**Dataset rows:**

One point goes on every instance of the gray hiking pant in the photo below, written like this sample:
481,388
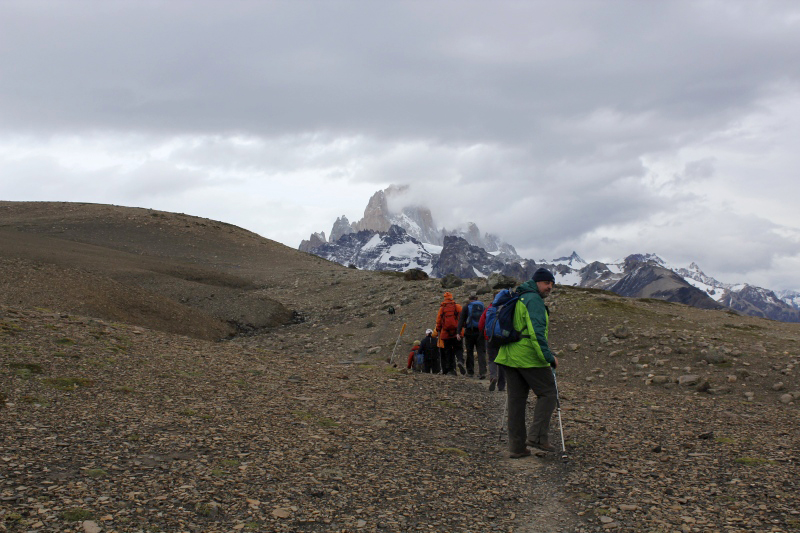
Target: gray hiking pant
520,381
496,372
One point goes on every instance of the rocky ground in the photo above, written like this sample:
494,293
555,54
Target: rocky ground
675,419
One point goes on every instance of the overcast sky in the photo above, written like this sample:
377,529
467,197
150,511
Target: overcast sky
604,127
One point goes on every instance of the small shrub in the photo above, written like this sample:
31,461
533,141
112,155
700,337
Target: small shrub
751,461
67,384
31,400
327,422
76,514
453,451
27,368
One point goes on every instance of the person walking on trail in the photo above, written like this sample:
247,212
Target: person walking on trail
412,358
527,365
447,331
497,374
431,351
468,330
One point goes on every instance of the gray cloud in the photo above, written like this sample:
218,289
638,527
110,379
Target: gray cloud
607,128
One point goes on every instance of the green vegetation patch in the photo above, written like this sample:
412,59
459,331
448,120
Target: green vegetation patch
744,327
96,473
321,421
453,451
10,328
76,514
752,461
656,301
29,368
69,383
34,400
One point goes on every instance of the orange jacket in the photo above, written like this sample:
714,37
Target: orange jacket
448,316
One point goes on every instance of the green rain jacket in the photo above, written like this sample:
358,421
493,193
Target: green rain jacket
529,315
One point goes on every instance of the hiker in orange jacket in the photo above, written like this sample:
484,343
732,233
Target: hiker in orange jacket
447,328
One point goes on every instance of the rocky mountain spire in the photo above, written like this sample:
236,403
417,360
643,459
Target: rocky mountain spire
340,228
316,239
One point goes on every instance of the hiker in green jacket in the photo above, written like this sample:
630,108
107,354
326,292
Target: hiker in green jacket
527,365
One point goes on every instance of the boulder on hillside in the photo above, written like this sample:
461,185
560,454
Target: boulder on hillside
451,281
415,274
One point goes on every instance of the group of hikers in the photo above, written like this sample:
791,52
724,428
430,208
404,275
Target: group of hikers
511,335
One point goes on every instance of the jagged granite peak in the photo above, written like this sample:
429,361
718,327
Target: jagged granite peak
465,260
487,241
694,275
646,279
378,250
572,260
643,258
316,240
756,301
376,214
341,227
416,220
790,298
597,275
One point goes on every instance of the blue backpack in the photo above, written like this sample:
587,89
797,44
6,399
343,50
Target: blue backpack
499,322
474,312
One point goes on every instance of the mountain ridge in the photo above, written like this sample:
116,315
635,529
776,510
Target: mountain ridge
476,255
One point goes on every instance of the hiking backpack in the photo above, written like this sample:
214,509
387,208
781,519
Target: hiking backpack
474,312
499,322
450,319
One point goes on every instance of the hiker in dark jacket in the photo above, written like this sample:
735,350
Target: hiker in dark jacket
431,351
497,374
468,330
528,365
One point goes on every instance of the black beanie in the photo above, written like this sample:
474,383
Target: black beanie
543,275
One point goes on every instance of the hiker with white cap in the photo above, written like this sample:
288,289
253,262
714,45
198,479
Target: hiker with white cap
528,365
431,351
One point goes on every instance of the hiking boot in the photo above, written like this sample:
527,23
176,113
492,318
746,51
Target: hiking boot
542,445
517,455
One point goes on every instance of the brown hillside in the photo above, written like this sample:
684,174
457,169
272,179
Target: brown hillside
675,418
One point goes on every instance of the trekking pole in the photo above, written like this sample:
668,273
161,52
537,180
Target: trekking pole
560,427
502,420
391,359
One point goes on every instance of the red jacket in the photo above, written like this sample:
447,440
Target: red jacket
447,309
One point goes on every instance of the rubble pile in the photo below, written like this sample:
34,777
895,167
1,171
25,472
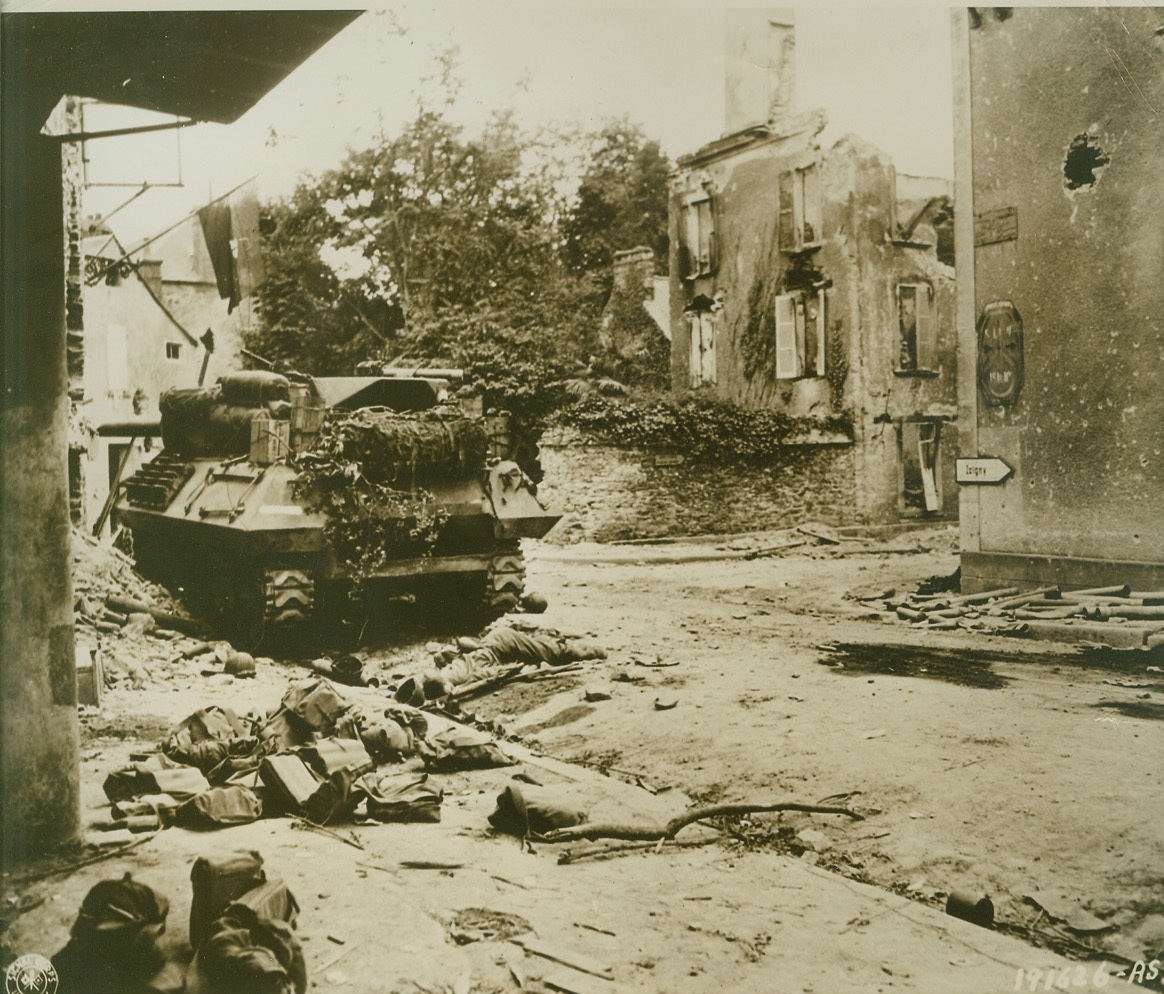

**Work required:** Reproduce verbatim the lines of the items above, from the line containing "One point goes on every instance of the trekking" through the end of the items, omitting the pictures.

**Exercise solution:**
One point goes on every instance of the trekking pole in the photo above, written like this sample:
668,273
161,52
537,180
Target: trekking pole
560,427
502,420
391,359
One point goes on every instance of the red jacket in the photo above, written like this sample:
447,440
Target: red jacket
447,309
One point goes on every instance of the rubble pile in the photo below, written like this sample:
34,777
895,167
1,171
25,472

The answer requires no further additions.